─── Supplied data
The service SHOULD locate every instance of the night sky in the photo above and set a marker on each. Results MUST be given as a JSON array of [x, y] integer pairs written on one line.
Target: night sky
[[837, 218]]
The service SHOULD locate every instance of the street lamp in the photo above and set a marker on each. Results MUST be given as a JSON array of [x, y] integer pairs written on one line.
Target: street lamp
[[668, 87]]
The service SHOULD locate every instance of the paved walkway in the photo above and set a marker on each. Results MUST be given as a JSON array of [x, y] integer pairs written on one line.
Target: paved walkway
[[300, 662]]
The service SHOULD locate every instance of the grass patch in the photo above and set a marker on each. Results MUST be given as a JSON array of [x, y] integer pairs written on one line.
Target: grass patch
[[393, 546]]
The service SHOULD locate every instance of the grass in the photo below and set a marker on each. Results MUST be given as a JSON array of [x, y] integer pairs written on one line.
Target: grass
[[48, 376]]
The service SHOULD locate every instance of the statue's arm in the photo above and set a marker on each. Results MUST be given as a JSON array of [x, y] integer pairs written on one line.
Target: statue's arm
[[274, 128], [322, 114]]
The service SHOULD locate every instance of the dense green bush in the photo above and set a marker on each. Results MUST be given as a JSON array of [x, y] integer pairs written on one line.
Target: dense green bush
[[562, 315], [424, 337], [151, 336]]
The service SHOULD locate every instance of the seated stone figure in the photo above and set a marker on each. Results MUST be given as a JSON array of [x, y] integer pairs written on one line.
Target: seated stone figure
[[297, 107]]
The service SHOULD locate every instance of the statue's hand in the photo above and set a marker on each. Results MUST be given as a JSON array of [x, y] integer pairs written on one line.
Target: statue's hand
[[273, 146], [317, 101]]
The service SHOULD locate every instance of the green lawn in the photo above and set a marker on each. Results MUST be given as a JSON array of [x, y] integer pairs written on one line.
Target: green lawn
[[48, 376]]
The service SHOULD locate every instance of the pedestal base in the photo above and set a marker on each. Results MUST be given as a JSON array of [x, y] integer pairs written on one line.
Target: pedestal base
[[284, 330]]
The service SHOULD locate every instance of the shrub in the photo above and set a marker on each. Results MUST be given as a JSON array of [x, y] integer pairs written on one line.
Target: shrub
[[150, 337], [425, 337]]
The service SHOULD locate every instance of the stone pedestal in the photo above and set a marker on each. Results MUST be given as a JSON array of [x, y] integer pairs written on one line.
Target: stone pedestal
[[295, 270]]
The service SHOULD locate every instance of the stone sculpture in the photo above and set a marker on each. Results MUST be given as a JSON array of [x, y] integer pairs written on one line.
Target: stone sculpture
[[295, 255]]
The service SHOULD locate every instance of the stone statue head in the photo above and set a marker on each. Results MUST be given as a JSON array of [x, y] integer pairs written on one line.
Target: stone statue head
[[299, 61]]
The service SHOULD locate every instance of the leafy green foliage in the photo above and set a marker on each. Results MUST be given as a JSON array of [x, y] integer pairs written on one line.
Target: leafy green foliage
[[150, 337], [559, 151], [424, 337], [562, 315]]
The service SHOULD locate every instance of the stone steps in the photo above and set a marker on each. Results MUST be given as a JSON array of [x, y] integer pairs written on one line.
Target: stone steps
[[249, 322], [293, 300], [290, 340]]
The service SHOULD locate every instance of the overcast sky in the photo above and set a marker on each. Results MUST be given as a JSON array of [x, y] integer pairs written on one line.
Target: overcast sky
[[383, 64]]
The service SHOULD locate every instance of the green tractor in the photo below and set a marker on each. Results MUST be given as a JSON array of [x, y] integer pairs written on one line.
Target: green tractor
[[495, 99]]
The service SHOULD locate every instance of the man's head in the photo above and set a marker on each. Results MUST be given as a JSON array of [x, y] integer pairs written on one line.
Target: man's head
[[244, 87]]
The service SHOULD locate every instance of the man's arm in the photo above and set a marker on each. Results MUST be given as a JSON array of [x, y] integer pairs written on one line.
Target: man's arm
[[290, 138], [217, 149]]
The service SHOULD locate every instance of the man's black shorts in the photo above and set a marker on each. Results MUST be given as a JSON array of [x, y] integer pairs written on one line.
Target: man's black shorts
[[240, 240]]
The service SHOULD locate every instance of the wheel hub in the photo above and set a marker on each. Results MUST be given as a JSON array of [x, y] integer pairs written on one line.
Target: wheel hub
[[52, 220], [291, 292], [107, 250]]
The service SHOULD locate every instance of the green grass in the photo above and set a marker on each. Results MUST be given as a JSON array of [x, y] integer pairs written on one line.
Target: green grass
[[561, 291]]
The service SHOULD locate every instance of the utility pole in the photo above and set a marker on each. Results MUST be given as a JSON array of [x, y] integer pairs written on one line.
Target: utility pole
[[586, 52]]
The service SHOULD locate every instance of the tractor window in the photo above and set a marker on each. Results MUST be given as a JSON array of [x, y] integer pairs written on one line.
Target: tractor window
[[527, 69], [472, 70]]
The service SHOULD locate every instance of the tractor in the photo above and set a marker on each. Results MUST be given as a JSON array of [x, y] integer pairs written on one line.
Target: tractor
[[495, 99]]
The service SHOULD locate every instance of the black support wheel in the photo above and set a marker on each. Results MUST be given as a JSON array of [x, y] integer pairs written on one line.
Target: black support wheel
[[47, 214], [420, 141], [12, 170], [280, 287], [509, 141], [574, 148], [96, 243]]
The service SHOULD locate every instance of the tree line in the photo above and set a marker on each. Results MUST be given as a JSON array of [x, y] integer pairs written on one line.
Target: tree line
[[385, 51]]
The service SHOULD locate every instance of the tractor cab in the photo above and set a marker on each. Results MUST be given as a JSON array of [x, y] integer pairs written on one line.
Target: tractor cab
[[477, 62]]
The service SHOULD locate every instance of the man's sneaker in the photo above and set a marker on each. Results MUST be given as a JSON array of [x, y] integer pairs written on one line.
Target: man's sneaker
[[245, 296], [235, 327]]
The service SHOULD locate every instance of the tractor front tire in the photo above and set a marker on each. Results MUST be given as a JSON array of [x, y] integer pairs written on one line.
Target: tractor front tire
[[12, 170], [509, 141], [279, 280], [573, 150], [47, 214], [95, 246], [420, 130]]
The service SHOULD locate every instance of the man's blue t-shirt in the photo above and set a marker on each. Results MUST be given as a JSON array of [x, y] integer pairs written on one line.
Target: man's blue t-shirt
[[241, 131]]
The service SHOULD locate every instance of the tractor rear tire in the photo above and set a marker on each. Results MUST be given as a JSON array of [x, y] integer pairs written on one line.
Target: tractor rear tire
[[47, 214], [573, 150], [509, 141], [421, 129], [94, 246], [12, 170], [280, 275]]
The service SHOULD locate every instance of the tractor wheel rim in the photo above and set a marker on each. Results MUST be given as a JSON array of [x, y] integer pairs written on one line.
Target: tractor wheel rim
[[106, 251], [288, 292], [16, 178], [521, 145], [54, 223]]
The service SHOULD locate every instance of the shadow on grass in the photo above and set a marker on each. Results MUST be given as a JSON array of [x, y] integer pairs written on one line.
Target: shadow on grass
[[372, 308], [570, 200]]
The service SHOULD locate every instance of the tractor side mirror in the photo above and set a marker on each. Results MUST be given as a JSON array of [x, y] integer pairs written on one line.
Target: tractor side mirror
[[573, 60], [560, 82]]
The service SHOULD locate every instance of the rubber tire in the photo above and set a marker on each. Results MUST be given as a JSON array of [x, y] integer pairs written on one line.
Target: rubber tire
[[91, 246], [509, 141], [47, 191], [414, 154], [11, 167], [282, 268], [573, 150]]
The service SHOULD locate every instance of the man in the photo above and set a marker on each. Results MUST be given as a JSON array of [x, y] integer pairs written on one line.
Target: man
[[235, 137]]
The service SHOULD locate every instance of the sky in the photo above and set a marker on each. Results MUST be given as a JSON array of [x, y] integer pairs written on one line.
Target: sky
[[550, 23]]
──────
> Directive:
Convert every line of the data above into a JSON list of strings, one string per line, leaving out blank lines.

> Response:
[
  "The service SHOULD locate every instance of the night sky in the photo above and set a marker on each. Results MUST be given as a JSON array of [x, y] integer pairs written on one line.",
  "Target: night sky",
  "[[837, 218]]",
  "The service SHOULD locate every instance of the street lamp in the photo above and set a marker on each. Results MUST be given as a JSON array of [x, y] integer pairs written on one line.",
  "Target: street lamp",
  "[[668, 87]]",
  "The service SHOULD locate every instance of the paved walkway in the photo above and set a marker on each. Results MUST be given as a JSON array of [x, y] integer pairs written on one line.",
  "Target: paved walkway",
  "[[300, 662]]",
  "The service SHOULD locate every instance of the grass patch in the photo above and set a marker on each. Results MUST be given as a JSON array of [x, y] integer pairs written on one line.",
  "Target: grass patch",
  "[[393, 546]]",
  "The service SHOULD locate every instance of the grass in the photo below and set a marker on each. Results MUST be given as a JSON array of [x, y] integer pairs written on one line.",
  "Target: grass",
  "[[48, 376]]",
  "The service SHOULD locate every instance of the statue's arm in the photo above and set a marker on each. Results MUST be given as a JSON array of [x, y] integer pairs written on one line.",
  "Target: statue's arm",
  "[[274, 128], [322, 114]]",
  "The service SHOULD locate every instance of the dense green bush in the photo above and set a marker on each. Results MUST be given as a JSON array of [x, y] integer pairs written on one line.",
  "Target: dense green bush",
  "[[562, 315], [424, 337], [151, 336]]",
  "The service SHOULD locate every instance of the seated stone figure in the photo above and set a marker on each. Results MUST be given as a JSON array of [x, y] integer pairs written on one line.",
  "Target: seated stone figure",
  "[[297, 107]]",
  "The service SHOULD locate every instance of the statue's hand in the photo above and set a marker on each. Results MUST be given as a JSON array of [x, y] integer pairs written on one line.",
  "Target: statue's hand",
  "[[273, 146], [317, 101]]",
  "The service SHOULD locate every instance of the green lawn in the photo above and set a marker on each. Results MUST be given as a JSON array of [x, y] integer pairs written on one line.",
  "Target: green lawn",
  "[[48, 376]]",
  "The service SHOULD locate every instance of the pedestal base in the photo above and set a marker on each. Results MUST be given as a JSON array of [x, y] integer pairs written on one line.",
  "Target: pedestal base",
  "[[284, 330]]",
  "The service SHOULD locate every instance of the shrub in the photo above and set a marker on each. Results MUST be given as a JSON array of [x, y] integer pairs written on one line.",
  "Target: shrub",
  "[[150, 337], [425, 337]]",
  "The service SHOULD locate every instance of the stone pedestal in the photo above and set a marker on each. Results MUST be given as a JSON array of [x, y] integer pairs written on one line.",
  "Target: stone pedestal",
  "[[295, 270]]",
  "The service SHOULD locate every instance of the stone sculpture in the photo above and set a marker on each. Results MUST be given as a JSON array of [x, y] integer pairs written on one line.",
  "Target: stone sculpture",
  "[[295, 255]]",
  "The service SHOULD locate every instance of the stone statue head in the photo above and set a marker on each. Results MUST be given as a JSON array of [x, y] integer pairs written on one line.",
  "Target: stone statue head",
  "[[299, 61]]",
  "The service SHOULD locate every instance of the leafy green foliage in the photo above and set a marker on each. Results MUST be given as a JSON array of [x, y] integer pairs written on one line.",
  "Target: leafy green foliage",
  "[[150, 337], [559, 151], [424, 337], [562, 315]]",
  "The service SHOULD locate every instance of the stone steps in the photo above and set a marker on each. Results MUST be given as a JSON array of [x, y] integer pairs written on one line.",
  "Target: stone steps",
  "[[249, 322], [293, 300], [290, 340]]",
  "The service SHOULD locate every instance of the overcast sky in the photo above and set a marker on each. Results MUST be given as a JSON array of [x, y] integer pairs written on one line.",
  "Target: overcast sky",
  "[[383, 64]]",
  "The service SHOULD locate every instance of the green tractor in the photo below and set a marker on each. Results MUST be given as a JSON array of [x, y] integer pairs written on one line.",
  "Target: green tractor",
  "[[495, 99]]",
  "The service SHOULD locate every instance of the man's head in the photo above and set a marker on each. Results MUST be given as a JSON array of [x, y] integer pairs written on one line.",
  "Target: man's head",
  "[[244, 87]]",
  "The service SHOULD locate every instance of the man's arm in the photo above and set a marker on each. Results MUST be given as a JSON array of [x, y] integer pairs written on one line.",
  "Target: man's arm",
  "[[290, 138], [217, 149]]",
  "The service SHOULD locate every instance of the man's black shorts in the photo above and set a marker on each. Results MUST be given as a JSON array of [x, y] integer pairs written on one line.",
  "Target: man's black shorts",
  "[[240, 240]]",
  "The service SHOULD locate every instance of the wheel hub in the photo above and set a marker on each. Results MUST be given as a JSON array of [x, y] integer pairs written on one line.",
  "Target: wheel hub",
  "[[52, 220], [291, 292], [107, 250]]",
  "The service SHOULD locate every instance of the green grass in the photo above and set a marker on each. Results MUST be given as a JSON array of [x, y] integer pairs written on one line.",
  "Target: green grass",
  "[[561, 291]]",
  "The service SHOULD locate every instance of the utility pole in the photo above and set a marker on each. Results MUST be given as a JSON array of [x, y] integer pairs written on one line.",
  "Target: utility pole",
  "[[586, 52]]",
  "The service SHOULD locate every instance of the tractor window in the photo above and set a marker on each. Results MUST be given as a JSON array of [x, y] integer pairs written on one line.",
  "Target: tractor window",
  "[[527, 69], [472, 70]]",
  "The service SHOULD locate every instance of the tractor in the photo above and set a marker on each. Results MUST be given as a JSON array of [x, y] integer pairs written on one line.",
  "Target: tractor",
  "[[495, 99]]",
  "The service SHOULD locate every instance of the black support wheel in the photo above and set a marker on each. Results MUST be given as a JSON array of [x, y] integer pairs written on one line.",
  "Target: black support wheel",
  "[[47, 214], [420, 141], [12, 170], [280, 287], [509, 141], [574, 148], [96, 243]]",
  "The service SHOULD locate every instance of the tree line in the photo above and set a marker on each. Results MUST be given as a JSON array of [x, y] integer pairs written on one line.",
  "Target: tree line",
  "[[385, 51]]",
  "The service SHOULD locate every instance of the tractor cab in the photo above and set a marker on each. Results MUST be given as a JSON array of [x, y] integer pairs written on one line.",
  "Target: tractor cab",
  "[[477, 62]]",
  "The service SHOULD locate every instance of the man's sneaker in the photo above and set a marker on each. Results MUST be given as a JSON array of [x, y] integer pairs written on one line.",
  "Target: man's sneaker",
  "[[245, 296], [235, 327]]",
  "The service SHOULD locate every instance of the tractor front tire in the photo above and set a marker on each. Results MUST be given as a JSON array of [x, y] integer pairs written on one line.",
  "Target: tractor front tire",
  "[[12, 170], [509, 141], [279, 280], [573, 150], [47, 214], [95, 246], [420, 130]]",
  "The service SHOULD locate every instance of the man's blue t-shirt in the photo above and set a marker on each. Results MUST be given as a JSON array of [x, y] integer pairs written on one line.",
  "Target: man's blue t-shirt",
  "[[241, 131]]",
  "The service SHOULD locate every instance of the tractor rear tire in the photo above and set a marker on each. Results MUST be given as a JSON array of [x, y] integer pairs written on one line.",
  "Target: tractor rear tire",
  "[[47, 214], [573, 150], [509, 141], [421, 129], [94, 246], [12, 170], [280, 275]]",
  "The service SHOULD locate every instance of the tractor wheel rim in the photo above and set a marker on each. Results MUST be given as a JSON array of [x, y] integer pairs written on one line.",
  "Target: tractor wheel rim",
  "[[106, 251], [288, 292], [16, 178], [521, 145], [54, 223]]",
  "The service SHOULD locate every instance of the shadow on grass in the photo above and set a marker on each. Results MUST be given as a JSON array of [x, y] integer pairs written on one line.",
  "Target: shadow on grass",
  "[[372, 308], [570, 200]]",
  "The service SHOULD locate every instance of the tractor side mirror in the photo above and set a marker on each. Results MUST be given as a JSON array of [x, y] integer pairs written on one line.",
  "Target: tractor side mirror",
  "[[573, 60], [560, 82]]",
  "The service SHOULD locate every instance of the rubber tire in the photo above and set a marker on each. Results MUST be given as a JSON array of [x, y] integer pairs written on one line.",
  "Target: rubber tire",
  "[[91, 246], [509, 141], [47, 191], [414, 154], [11, 167], [282, 268], [573, 150]]",
  "The service SHOULD locate every instance of the man in the photo above and set a marker on each. Results MUST be given as a JSON array of [x, y] integer pairs written on one line.",
  "Target: man",
  "[[235, 137]]",
  "The service SHOULD locate every instance of the sky in the photo above and set a marker on each. Results MUST be given as a JSON array of [x, y] integer pairs written on one line.",
  "Target: sky",
  "[[550, 23]]"
]